Lebih lanjut, politisi yang memiliki nama panggilan beken Hergun ini menambahkan, dirinya memahami bahwa pendapatan pajak anjlok di tahun 2020. Realisasi sementara pajak 2020 hanya mencapai Rp1.070 triliun meleset dari target APBN-Perpres 72/2020 sebesar Rp1.198,8 trilun atau hanya terealisasi 89,3 persen saja. Namun bukan berarti itu hal tersebut bisa menjadi dasar untuk memungut pajak dari pulsa, kartu perdana, token dan voucher.
Meskipun pemerintah berdalih bahwa pemungutan pajak tersebut hanya akan menyasar sampai distributor tingkat dua, tetap saja dalam praktiknya akan berdampak pada konsumen. Saat ini di tingkat eceran terbawah, distributor memungut harga lebih Rp1.000 hingga Rp.2000. Misalnya membeli pulsa Rp10.000, maka konsumen akan dikenakan harga Rp12.000.
“Kita tidak ingin nanti setelah pemberlakukan pemungutan pajak, konsumen akan membayar Rp13.000 ribu untuk pembelian pulsa Rp10.000. Marginnya makin lebar. Ini sangat memberatkan rakyat,” tegas Hergun.
Politisi yang juga menjabat Ketua DPP Partai Gerindra ini juga menambahkan bahwa pemungutan pajak terhadap token listrik ini sangat lucu. Perlu diingat bahwa pemerintahlah yang memaksa rakyat bermigrasi dari model pembayaran pascabayar ke model prabayar atau token.
Saat ini mayoritas konsumen PLN sudah menggunakan model prabayar. Namun bila saat ini tiba-tiba pembelian token akan dipungut pajak itu artinya pemerintah telah menjebak rakyat.
“Pemerintah semestinya berterima kasih kepada rakyat yang sudah berkonstribusi terhadap pertumbuhan sektor informasi dan komunikasi selama Pandemi. Sektor Infokom mampu menjaga pertumbuhan positif di saat sektor-sektor lain mengalami konstraksi,” papar Hergun menjelaskan.
Lebih lanjut politisi yang juga menjabat sebagai Wakil Ketua Fraksi Gerindra DPR-RI ini memaparkan, pada kuartal II-2020 sektor infokom mampu tumbuh 10,83 persen (yoy) dan kuartal III-2020 tumbuh 10,61 persen (yoy). Selain itu, sektor infokom juga memiliki porsi yang cukup besar pada struktur PDB di kuartal II dan III-2020 yaitu masing-masing 4,66 persen dan 4,56 persen, lebih tinggi dibanding sektor jasa keuangan dan asuransi, transportasi dan pergudangan, akomodasi dan makan minum, dan lain-lain.

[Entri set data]
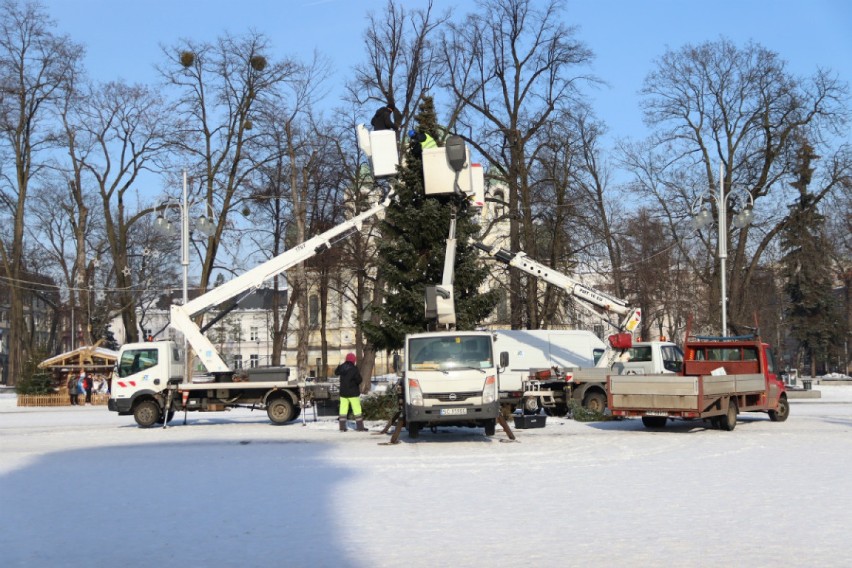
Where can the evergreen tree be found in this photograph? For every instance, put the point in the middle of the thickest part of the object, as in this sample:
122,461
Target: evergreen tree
412,248
814,317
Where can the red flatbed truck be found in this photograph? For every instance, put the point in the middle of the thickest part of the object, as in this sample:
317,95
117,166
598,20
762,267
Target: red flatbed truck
721,377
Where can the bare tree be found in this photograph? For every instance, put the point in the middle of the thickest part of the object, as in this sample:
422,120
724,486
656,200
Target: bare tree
222,87
35,65
716,103
402,63
510,68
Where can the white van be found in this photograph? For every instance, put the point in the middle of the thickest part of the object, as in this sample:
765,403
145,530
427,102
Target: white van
539,349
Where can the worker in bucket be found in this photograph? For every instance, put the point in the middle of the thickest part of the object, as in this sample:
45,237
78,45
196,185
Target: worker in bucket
350,393
420,141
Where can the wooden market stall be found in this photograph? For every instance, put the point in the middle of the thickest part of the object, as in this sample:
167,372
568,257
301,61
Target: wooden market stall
97,362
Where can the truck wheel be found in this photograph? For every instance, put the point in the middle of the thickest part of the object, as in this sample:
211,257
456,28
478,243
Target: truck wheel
595,402
147,413
729,421
654,421
280,410
413,429
491,427
530,405
781,413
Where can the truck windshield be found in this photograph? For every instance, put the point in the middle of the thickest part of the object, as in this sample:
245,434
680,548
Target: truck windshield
449,352
135,360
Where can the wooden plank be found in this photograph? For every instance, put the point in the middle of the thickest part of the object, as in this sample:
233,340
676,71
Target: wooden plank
654,402
654,384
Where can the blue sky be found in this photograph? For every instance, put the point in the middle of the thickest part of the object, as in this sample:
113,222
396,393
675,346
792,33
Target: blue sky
123,37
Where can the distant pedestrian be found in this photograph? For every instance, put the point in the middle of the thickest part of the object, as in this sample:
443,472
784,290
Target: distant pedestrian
72,389
87,386
81,383
350,393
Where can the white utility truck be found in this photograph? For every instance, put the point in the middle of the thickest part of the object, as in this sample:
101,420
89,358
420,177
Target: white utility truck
450,377
151,381
553,386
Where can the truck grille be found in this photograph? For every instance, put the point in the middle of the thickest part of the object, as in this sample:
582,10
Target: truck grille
453,397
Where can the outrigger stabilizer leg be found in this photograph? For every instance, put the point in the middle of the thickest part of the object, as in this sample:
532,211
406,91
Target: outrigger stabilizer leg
505,425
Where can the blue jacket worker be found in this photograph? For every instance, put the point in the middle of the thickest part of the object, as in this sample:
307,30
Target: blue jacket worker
350,393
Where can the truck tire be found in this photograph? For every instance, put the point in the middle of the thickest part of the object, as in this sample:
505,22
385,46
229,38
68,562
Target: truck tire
781,413
490,427
595,402
280,410
147,413
728,421
530,406
413,429
654,421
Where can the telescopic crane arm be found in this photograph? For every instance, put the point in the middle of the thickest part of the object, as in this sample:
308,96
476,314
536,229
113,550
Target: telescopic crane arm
181,316
632,316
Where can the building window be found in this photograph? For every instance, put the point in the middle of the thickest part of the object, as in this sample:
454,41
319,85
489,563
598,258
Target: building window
314,310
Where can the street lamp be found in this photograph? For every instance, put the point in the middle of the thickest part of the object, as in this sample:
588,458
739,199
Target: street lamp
703,218
206,226
203,224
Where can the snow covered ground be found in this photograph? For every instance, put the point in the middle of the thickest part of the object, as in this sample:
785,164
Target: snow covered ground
80,486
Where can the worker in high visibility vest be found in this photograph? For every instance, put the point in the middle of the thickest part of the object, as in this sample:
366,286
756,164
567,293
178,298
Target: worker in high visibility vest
420,140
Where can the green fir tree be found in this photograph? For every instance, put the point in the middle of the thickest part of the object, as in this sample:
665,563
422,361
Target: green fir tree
412,249
814,316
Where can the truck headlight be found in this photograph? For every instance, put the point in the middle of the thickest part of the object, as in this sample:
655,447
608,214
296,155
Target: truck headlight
489,393
415,395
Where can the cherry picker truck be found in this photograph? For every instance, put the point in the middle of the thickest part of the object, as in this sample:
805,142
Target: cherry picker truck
554,388
152,382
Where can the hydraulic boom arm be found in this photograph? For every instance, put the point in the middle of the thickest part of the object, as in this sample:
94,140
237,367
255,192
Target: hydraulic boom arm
632,316
181,316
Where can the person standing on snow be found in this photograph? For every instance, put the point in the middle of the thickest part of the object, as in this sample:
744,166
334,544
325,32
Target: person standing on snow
72,388
350,393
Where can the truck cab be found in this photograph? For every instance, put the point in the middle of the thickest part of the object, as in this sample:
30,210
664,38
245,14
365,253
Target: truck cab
451,378
142,372
651,357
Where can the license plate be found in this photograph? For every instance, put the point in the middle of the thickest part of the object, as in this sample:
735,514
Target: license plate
453,411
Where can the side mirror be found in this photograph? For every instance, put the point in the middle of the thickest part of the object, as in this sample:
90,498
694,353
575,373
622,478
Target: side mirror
504,359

TUGAS DIKERJAKAN: Tuliskan kembali tanpa perubahan bagian kutipan teks tentang pajak pulsa dan token listrik di antara "Lebih lanjut, politisi" dan "dikenakan harga Rp12.000.", termasuk kedua bagian tersebut.

PENYELESAIAN MASALAH:
Lebih lanjut, politisi yang memiliki nama panggilan beken Hergun ini menambahkan, dirinya memahami bahwa pendapatan pajak anjlok di tahun 2020. Realisasi sementara pajak 2020 hanya mencapai Rp1.070 triliun meleset dari target APBN-Perpres 72/2020 sebesar Rp1.198,8 trilun atau hanya terealisasi 89,3 persen saja. Namun bukan berarti itu hal tersebut bisa menjadi dasar untuk memungut pajak dari pulsa, kartu perdana, token dan voucher.
Meskipun pemerintah berdalih bahwa pemungutan pajak tersebut hanya akan menyasar sampai distributor tingkat dua, tetap saja dalam praktiknya akan berdampak pada konsumen. Saat ini di tingkat eceran terbawah, distributor memungut harga lebih Rp1.000 hingga Rp.2000. Misalnya membeli pulsa Rp10.000, maka konsumen akan dikenakan harga Rp12.000.